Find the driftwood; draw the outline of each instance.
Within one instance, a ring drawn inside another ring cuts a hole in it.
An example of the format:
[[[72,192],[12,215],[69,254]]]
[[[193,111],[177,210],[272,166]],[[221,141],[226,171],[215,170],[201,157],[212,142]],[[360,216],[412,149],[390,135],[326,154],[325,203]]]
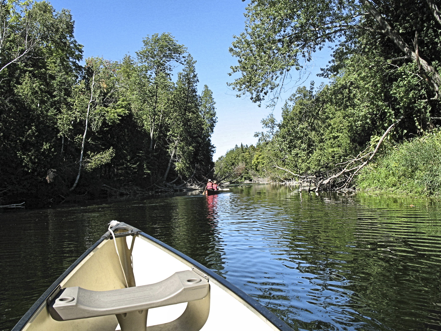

###

### What the task asks
Convert the lines above into a JSON list of strings, one string per line, skipping any blank lines. Leave the pictures out.

### In response
[
  "Find the driftwood; draw the outline of each instance.",
  "Within one instance, a ring drawn inside another ring cuts a hole in it.",
  "An example of the format:",
  "[[[72,192],[12,215],[69,254]]]",
  "[[[193,111],[177,210],[272,166]],[[221,141],[226,171],[215,170],[201,157],[212,142]],[[360,216],[412,149],[390,135],[326,154],[325,203]]]"
]